▸ Passage to read:
+ + +
39.           TRANSPARENCY PROVISIONS

 

For the purposes of the transparency provisions set forth in the CICR Resolution of 4 March 2003 and in the “Disposizioni sulla trasparenza delle operazioni e dei servizi bancari e finanziari” issued by the Bank of Italy and published in the Italian official gazette (Gazzetta Ufficiale) on 10 September 2009 and as amended from time to time, each Party hereby acknowledges and confirms that:  (i) it has appointed and has been assisted by its respective legal counsel in connection with the negotiation, preparation and execution of the Agreement; and (ii) this Agreement, and all of its terms and conditions, including the Recitals and the Schedules thereto, have been specifically negotiated (“oggetto di trattativa individuale”) between the Parties.

 

40.           CONFIDENTIALITY

 

40.1         Confidential Information

 

Each Finance Party agrees to keep all Confidential Information confidential and not to disclose it to anyone, save to the extent permitted by Clause 40.2 (Disclosure of Confidential Information) and Clause 40.3 (Disclosure to numbering service providers).
+ + +
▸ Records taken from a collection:
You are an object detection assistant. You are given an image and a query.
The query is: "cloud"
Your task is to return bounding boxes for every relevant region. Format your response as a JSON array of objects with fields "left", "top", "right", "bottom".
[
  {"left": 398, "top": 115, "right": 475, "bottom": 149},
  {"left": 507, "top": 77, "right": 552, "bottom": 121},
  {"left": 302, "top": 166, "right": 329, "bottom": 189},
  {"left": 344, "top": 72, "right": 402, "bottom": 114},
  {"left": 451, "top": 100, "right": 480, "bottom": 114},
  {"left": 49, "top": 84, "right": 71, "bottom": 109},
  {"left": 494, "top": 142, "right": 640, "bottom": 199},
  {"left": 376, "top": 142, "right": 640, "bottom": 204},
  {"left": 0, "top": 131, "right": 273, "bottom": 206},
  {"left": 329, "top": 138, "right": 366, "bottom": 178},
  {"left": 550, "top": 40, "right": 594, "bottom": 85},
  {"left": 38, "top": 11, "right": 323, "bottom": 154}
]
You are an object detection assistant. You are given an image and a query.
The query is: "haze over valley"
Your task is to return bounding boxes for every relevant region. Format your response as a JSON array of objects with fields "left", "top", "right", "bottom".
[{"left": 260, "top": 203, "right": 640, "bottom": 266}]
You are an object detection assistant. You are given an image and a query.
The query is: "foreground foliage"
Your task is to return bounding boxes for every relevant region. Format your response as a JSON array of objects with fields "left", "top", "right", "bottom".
+ + +
▸ The tasks:
a) According to the contract clauses, on what date was the Bank of Italy's transparency document published in the Gazzetta Ufficiale?
b) Repeat the stretch of the contract clauses from "For the purposes" through "between the Parties.".

▸ Correct answers:
a) It was published on 10 September 2009.

b)
For the purposes of the transparency provisions set forth in the CICR Resolution of 4 March 2003 and in the “Disposizioni sulla trasparenza delle operazioni e dei servizi bancari e finanziari” issued by the Bank of Italy and published in the Italian official gazette (Gazzetta Ufficiale) on 10 September 2009 and as amended from time to time, each Party hereby acknowledges and confirms that:  (i) it has appointed and has been assisted by its respective legal counsel in connection with the negotiation, preparation and execution of the Agreement; and (ii) this Agreement, and all of its terms and conditions, including the Recitals and the Schedules thereto, have been specifically negotiated (“oggetto di trattativa individuale”) between the Parties.